TAREA
Retoma la reflexión sobre el consejo de Jesús de no juzgar al prójimo y sigue escribiéndola justo después de su última oración.

··· FRAGMENTO DE ORIGEN ···

Puerta ancha es hacer lo que me da la gana sin mirar los efectos que ello puede tener en los demás y en mí mismo. Camino amplio es el de la búsqueda del propio amor, querer e interés, dando la espalda a las necesidades y angustias de los pobres. Puerta ancha es también la religión hecha de prácticas y obras que pueden ser sorprendentes – ¡puedo repartir mis bienes entre los pobres y aun dejarme quemar vivo!, dice San Pablo (1Cor 13, 2) –, pero que no valen nada porque no se hacen con verdadero amor ni conllevan la entrega de lo que Dios más quiere: el corazón del hombre. El cristianismo vivido en su radicalidad siempre nos va a parecer difícil. Hace falta empeño, sí, pero más importante es la apertura a la gracia, el caminar humildemente y confiar. 

lunes, 20 de junio de 2022

No juzguen y no serán juzgados (Mt 7, 1-5)

P. Carlos Cardó SJ

Interior de la iglesia de Santa Katherine con la parábola de la mota y la viga, grabado de Daniel Hopfer (1530 aprox.), Museo Metropolitano de Arte, Nueva York

En aquel tiempo, Jesús dijo a sus discípulos: "No juzguen y no serán juzgados; porque así como juzguen los juzgarán y con la medida que midan los medirán. ¿Por qué miras la paja en el ojo de tu hermano y no te das cuenta de la viga que tienes en el tuyo? ¿Con qué cara le dices a tu hermano: 'Déjame quitarte la paja que llevas en el ojo', cuando tú llevas una viga en el tuyo? ¡Hipócrita! Sácate primero la viga que tienes en el ojo, y luego podrás ver bien para sacarle a tu hermano la paja que lleva en el suyo".

En la base del consejo de Jesús de no juzgar al prójimo está el presupuesto de que no hay nadie sin defecto y todos, sin embargo, son mirados con misericordia por Dios. Así mira el Padre del cielo a sus hijos e hijas y por ello envió a su Hijo al mundo no para condenar sino para salvar. Por eso, porque Dios perdona siempre, porque es fiel hasta el fin a su ser padre, hay que aprender a perdonar. La condena del prójimo no debe salir nunca de la boca del cristiano porque Jesús nunca profirió amenazas ni condenó a nadie.

··· INFORMACIÓN EXTRAÍDA ···

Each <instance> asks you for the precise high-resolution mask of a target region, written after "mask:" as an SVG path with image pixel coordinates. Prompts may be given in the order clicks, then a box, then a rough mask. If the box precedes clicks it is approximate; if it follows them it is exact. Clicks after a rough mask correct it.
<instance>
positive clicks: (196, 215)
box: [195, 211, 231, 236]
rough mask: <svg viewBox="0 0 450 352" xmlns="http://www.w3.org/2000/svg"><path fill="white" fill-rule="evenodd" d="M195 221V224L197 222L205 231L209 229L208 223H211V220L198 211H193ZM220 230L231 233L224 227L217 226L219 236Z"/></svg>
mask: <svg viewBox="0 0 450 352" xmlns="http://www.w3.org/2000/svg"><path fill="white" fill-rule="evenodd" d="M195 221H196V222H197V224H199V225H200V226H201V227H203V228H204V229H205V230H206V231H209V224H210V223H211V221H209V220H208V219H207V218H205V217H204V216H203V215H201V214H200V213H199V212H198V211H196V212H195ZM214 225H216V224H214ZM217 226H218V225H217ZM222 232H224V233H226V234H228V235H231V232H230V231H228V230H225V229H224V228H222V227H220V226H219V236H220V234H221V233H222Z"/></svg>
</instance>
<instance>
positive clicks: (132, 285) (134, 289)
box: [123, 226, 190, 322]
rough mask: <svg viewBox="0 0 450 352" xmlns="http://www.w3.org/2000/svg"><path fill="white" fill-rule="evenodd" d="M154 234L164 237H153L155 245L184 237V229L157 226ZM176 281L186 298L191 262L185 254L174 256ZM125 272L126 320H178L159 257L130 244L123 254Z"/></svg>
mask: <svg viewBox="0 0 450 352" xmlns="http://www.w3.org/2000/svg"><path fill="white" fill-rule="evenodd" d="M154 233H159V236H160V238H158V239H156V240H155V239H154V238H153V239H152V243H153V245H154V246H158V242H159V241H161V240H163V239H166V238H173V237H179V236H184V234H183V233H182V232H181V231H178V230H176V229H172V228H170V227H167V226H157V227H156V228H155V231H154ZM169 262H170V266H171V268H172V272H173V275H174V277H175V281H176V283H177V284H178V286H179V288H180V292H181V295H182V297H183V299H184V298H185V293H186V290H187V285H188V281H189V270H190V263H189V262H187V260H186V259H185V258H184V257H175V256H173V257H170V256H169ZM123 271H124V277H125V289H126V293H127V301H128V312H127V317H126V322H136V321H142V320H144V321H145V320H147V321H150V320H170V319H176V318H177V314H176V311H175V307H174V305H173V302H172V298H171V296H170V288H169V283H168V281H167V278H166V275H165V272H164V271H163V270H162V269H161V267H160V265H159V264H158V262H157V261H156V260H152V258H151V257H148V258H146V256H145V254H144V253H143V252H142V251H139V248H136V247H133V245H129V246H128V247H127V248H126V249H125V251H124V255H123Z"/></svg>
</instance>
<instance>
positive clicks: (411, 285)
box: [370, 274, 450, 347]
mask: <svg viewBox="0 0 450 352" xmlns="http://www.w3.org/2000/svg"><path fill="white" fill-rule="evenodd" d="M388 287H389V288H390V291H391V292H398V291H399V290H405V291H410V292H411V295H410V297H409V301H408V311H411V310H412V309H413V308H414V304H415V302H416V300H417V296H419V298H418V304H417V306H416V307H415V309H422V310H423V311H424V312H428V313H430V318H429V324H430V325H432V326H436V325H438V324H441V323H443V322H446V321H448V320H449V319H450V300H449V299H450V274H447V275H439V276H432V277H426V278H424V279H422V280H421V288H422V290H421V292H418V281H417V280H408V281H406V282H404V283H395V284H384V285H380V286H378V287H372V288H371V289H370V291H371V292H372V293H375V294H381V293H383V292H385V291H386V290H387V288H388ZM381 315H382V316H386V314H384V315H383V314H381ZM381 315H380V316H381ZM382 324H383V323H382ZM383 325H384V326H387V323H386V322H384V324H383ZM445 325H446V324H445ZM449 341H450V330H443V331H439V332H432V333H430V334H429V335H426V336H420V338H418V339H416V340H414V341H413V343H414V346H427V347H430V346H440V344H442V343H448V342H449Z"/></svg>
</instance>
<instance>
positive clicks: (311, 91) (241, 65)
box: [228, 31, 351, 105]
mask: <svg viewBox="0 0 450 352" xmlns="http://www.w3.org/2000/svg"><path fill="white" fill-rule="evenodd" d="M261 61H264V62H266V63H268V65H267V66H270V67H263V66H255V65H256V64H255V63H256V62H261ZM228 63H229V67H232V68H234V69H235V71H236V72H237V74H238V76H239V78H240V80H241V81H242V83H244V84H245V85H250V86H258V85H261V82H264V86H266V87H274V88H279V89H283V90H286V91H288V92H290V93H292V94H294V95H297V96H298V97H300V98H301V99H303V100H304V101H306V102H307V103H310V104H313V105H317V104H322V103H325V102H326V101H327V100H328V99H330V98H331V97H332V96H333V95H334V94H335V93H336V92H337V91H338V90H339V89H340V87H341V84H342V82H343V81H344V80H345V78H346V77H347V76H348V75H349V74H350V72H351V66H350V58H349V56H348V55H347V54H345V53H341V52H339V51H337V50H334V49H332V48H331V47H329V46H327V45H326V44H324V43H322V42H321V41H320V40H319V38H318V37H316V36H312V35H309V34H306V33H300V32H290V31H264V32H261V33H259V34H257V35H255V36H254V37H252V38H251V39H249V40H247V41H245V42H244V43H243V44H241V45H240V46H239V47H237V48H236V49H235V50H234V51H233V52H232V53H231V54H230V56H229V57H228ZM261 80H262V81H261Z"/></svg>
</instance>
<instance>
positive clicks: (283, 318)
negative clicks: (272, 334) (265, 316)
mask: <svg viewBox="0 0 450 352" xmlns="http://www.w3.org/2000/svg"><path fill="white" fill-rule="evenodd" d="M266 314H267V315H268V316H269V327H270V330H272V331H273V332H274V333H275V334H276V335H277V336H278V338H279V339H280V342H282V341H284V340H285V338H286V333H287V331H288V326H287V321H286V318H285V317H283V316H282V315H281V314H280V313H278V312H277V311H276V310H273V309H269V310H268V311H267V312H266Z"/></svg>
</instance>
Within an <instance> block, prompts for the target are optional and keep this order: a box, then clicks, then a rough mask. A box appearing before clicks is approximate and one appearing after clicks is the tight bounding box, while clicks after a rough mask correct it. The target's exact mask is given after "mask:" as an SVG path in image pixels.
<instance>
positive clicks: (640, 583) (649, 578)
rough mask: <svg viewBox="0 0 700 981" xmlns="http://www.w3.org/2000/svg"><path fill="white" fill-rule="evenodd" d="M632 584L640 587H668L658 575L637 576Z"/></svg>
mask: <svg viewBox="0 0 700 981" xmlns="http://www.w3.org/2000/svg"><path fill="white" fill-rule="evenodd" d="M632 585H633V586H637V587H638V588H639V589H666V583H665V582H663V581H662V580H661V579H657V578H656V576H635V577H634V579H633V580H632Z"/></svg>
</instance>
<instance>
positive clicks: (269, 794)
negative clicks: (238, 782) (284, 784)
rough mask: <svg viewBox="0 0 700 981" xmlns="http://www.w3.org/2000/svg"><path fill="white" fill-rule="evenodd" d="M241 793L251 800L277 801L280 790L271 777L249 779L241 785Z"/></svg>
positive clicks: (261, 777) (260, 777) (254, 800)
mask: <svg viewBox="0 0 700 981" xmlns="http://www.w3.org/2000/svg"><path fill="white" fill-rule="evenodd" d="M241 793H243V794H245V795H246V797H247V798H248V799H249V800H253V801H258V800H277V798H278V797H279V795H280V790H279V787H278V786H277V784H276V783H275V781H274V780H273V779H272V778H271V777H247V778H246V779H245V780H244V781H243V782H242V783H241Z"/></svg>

···

RESULTADO DE LA TAREA
En efecto, juzgar a los demás es una contradicción. Traiciona el evangelio quien conoce sus valores pero, en vez de aplicárselos, los manipula para criticar, juzgar y condenar a otros. La moral, entonces, en vez de orientar la conducta causa daño, porque no se tienen en cuenta sus principios para regirse a sí mismo, sino para atacar al prójimo, vengarse, expresar celos y envidias, desahogar rencores y resentimientos.

¡Hipócrita, saca primero la viga de tu ojos y entonces podrás ver para sacar la paja del ojo de tu hermano! A la crítica y habladuría malsana, que enarbola la verdad y los valores morales para atacar a los demás hasta quitarles su honor, se debe imponer la autocrítica. Ella me hará descubrir mi falta de misericordia, librará mi ojo malo de la viga que lo ciega y me hará capaz de valorar al otro, acogerlo, dialogar y ayudarlo a sacar la paja que tiene en su ojo. Se trata de dejarle a Dios el puesto que le corresponde. No pretender sustituirlo, haciéndome juez de vivos y muertos.

Hipócrita no significa en primer lugar falsedad o mentira; hace referencia al personaje del teatro griego que respondía al coro. En el leguaje del evangelio es la pretensión del fariseo que busca su propia gloria, ambiciona los primeros lugares, ser el centro, y desde allí juzga y desprecia a los que considera pecadores. Pues bien, ante Dios todos somos pecadores y publicanos.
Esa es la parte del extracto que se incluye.